题目:
请找出下列材料中所有含有字符串“rough”的行，并将这些行逐一完整抄录。

原始材料:
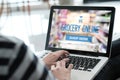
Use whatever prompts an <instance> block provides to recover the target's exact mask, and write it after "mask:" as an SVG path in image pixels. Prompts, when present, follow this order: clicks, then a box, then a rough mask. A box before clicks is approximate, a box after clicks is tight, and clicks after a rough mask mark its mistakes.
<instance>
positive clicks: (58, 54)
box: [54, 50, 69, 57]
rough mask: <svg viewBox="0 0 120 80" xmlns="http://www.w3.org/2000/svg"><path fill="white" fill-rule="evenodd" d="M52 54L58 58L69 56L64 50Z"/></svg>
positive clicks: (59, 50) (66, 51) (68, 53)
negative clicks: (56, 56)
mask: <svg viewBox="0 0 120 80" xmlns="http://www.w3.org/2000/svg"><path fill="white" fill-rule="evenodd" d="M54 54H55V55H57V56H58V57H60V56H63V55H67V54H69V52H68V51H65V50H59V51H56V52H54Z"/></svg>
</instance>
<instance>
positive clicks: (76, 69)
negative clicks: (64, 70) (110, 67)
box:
==
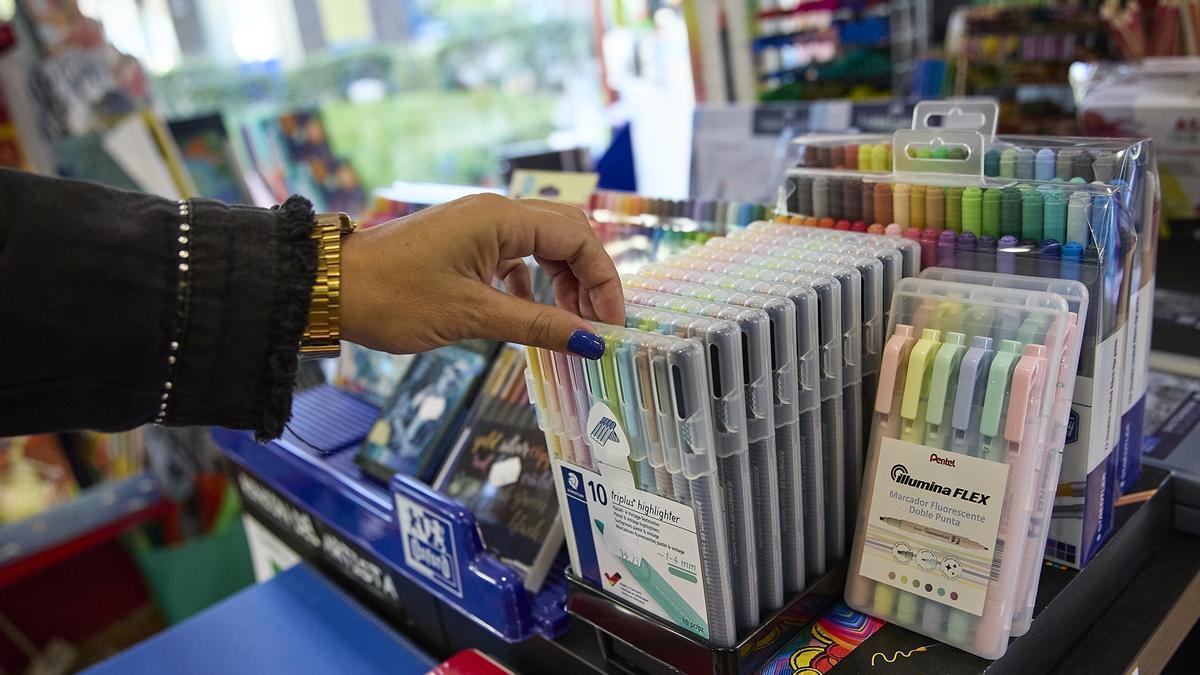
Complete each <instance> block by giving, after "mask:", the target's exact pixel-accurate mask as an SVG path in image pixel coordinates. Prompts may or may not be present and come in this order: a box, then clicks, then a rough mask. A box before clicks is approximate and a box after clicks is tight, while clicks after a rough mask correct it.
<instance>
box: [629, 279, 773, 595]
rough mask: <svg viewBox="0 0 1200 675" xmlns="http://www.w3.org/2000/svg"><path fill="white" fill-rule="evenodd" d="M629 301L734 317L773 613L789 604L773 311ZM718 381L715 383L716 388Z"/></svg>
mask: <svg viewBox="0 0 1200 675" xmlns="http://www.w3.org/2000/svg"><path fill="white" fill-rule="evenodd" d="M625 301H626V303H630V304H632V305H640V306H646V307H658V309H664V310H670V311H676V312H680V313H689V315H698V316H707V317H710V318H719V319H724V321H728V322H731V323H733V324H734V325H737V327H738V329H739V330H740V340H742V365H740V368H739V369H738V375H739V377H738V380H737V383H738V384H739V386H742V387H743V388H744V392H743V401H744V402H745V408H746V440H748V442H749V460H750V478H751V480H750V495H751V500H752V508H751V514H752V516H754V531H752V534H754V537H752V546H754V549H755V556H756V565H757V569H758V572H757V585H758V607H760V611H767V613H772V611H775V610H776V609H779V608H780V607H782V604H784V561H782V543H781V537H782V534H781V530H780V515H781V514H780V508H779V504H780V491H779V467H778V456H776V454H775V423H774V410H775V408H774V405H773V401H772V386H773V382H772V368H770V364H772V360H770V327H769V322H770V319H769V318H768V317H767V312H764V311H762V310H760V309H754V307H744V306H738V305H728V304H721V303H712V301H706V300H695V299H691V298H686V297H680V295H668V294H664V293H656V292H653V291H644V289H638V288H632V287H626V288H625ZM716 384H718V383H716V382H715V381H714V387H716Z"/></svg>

输出结果:
Use whatever prompts an <instance> block provides to recover the target's exact mask, and write it after "mask:" as an SVG path in image pixels. Prompts, when present, follow this order: clicks, then a box, then a rough mask. A box before clicks is approximate, a box after clicks is tight, and clicks after a rough mask mark its mistakes.
rough mask: <svg viewBox="0 0 120 80" xmlns="http://www.w3.org/2000/svg"><path fill="white" fill-rule="evenodd" d="M52 54L58 58L69 56L64 50Z"/></svg>
Complete each <instance> block by giving, after "mask:", the target's exact pixel-accurate mask as an SVG path in image pixel coordinates. Prompts may or may not be present and come in this order: a box, then clicks, then a rough mask. A box before clicks is approximate and a box after clicks is tight, while clicks after a rough mask correct it.
rough mask: <svg viewBox="0 0 1200 675" xmlns="http://www.w3.org/2000/svg"><path fill="white" fill-rule="evenodd" d="M629 301L734 317L773 613L789 604L773 311ZM718 381L715 383L716 388Z"/></svg>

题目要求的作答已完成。